▶ **SELECTED EXTRACT**
┌──

= 1997 in British radio =

This is a list of events in British radio during 1997.

==Events==

===January===
- 6 January – Leicester Sound moves frequency and increases transmitter power.
- Undated in January
  - Chris Evans leaves the Radio 1 Breakfast Show after being sacked.
  - Tracks by the boy band East 17 are removed from the playlists of at least eleven radio stations following recent comments from their lead singer Brian Harvey about his use of the drug ecstasy. In an interview with Independent Radio News he had claimed to have taken twelve tablets in one evening and then driven, prompting condemnation in the House of Commons from Prime Minister John Major. Harvey was sacked from the band on 17 January, despite making a full apology for the comments.
- 30 January – Speaking on BBC Radio 1 in defence of Brian Harvey, musician Noel Gallagher claims that drugs are "like getting up and having a cup of tea in the morning".

===February===
- Undated in February – Emap launches a network of Magic stations on its MW frequencies across the north of England. They replace stations such as Great North Radio and Great Yorkshire Gold.
- 17 February –
  - Mark and Lard become the Radio 1 breakfast show's new presenters.
  - Jo Whiley begins presenting a weekday lunchtime show on Radio 1.

===March===
- 17 March – After broadcasting a temporary service called 1278 and 1530 AM West Yorkshire, Classic Gold launches in Bradford and Halifax/Huddersfield. The station is a simulcast of the Classic Gold network heard on MW in central and southern England with a local breakfast show supplemented by local news and information throughout the day.

└──

▶ **EXCERPTED DATA**
┌──

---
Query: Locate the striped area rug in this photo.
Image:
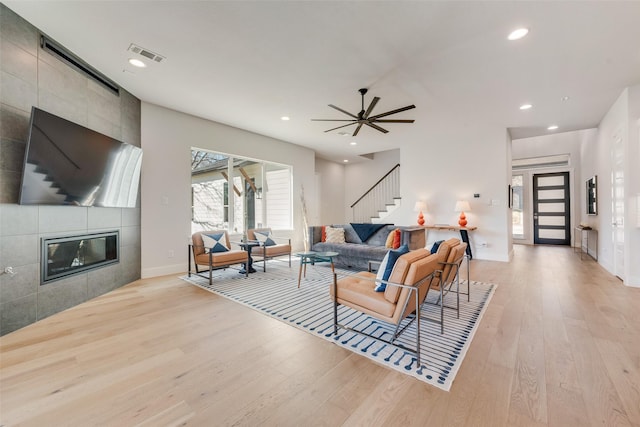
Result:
[182,261,497,391]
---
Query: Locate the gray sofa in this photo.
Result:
[309,224,425,270]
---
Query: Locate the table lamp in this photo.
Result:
[455,200,471,227]
[413,200,427,225]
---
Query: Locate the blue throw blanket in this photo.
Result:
[351,222,393,242]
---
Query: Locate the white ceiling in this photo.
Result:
[4,1,640,161]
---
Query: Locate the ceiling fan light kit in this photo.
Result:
[311,88,416,136]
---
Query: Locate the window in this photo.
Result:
[191,148,293,233]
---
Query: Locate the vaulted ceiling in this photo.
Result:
[5,1,640,161]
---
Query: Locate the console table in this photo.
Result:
[573,225,598,261]
[422,224,478,259]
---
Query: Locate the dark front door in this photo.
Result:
[533,172,571,245]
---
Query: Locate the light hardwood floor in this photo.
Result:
[0,246,640,427]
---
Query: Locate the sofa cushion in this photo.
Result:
[326,227,346,243]
[202,233,229,253]
[374,245,409,292]
[342,224,362,243]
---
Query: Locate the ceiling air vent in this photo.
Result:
[40,35,120,96]
[129,43,165,62]
[511,154,569,170]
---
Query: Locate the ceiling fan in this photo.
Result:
[311,89,416,136]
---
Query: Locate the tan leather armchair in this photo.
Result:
[247,228,291,271]
[188,230,249,284]
[331,249,448,365]
[431,239,471,328]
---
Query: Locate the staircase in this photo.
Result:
[371,197,402,224]
[24,163,70,205]
[351,164,400,223]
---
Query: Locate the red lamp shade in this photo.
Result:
[455,200,471,227]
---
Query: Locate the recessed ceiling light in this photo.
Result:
[129,58,147,68]
[507,28,529,40]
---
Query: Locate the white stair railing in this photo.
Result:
[351,164,400,222]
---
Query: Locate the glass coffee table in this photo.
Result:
[294,251,340,288]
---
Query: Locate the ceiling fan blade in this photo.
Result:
[364,122,389,133]
[329,104,358,119]
[371,119,415,123]
[369,105,416,119]
[363,96,380,119]
[325,120,358,133]
[351,122,363,136]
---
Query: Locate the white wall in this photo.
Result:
[310,158,349,225]
[389,121,512,261]
[625,85,640,286]
[512,129,598,244]
[141,103,317,278]
[582,85,640,286]
[585,90,629,273]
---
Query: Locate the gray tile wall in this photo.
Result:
[0,3,140,335]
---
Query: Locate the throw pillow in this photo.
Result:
[374,245,409,292]
[326,227,345,243]
[384,230,396,249]
[431,240,444,254]
[393,228,402,249]
[253,231,276,246]
[201,233,229,253]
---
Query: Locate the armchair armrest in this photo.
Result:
[333,270,442,297]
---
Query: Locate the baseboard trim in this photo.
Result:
[141,264,187,279]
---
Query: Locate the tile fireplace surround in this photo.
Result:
[0,3,141,335]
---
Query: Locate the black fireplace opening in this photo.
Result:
[41,231,120,285]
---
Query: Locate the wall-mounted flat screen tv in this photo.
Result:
[20,107,142,208]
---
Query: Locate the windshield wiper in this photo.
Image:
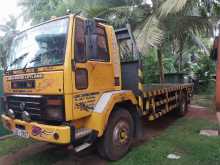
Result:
[23,54,42,70]
[10,53,28,66]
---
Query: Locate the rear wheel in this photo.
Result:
[98,108,134,160]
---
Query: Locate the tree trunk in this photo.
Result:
[157,48,164,83]
[178,40,184,73]
[178,52,183,73]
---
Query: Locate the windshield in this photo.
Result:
[8,18,68,70]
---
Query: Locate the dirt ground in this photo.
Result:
[0,106,217,165]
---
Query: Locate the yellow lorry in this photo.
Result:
[1,14,192,160]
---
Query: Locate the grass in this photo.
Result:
[10,118,220,165]
[0,137,33,156]
[191,81,215,111]
[18,148,73,165]
[191,95,215,111]
[113,119,220,165]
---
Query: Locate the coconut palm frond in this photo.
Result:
[173,16,212,38]
[137,15,164,51]
[159,0,188,17]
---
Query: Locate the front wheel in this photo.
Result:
[98,108,134,160]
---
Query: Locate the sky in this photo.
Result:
[0,0,29,36]
[0,0,21,24]
[0,0,151,36]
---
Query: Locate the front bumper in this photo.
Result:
[1,115,71,144]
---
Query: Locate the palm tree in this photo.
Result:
[0,16,17,68]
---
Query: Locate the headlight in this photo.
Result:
[45,107,64,122]
[7,109,15,119]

└──

According to the 1997 British radio events list above, who became the new presenters of the Radio 1 breakfast show on 17 February?

Mark and Lard.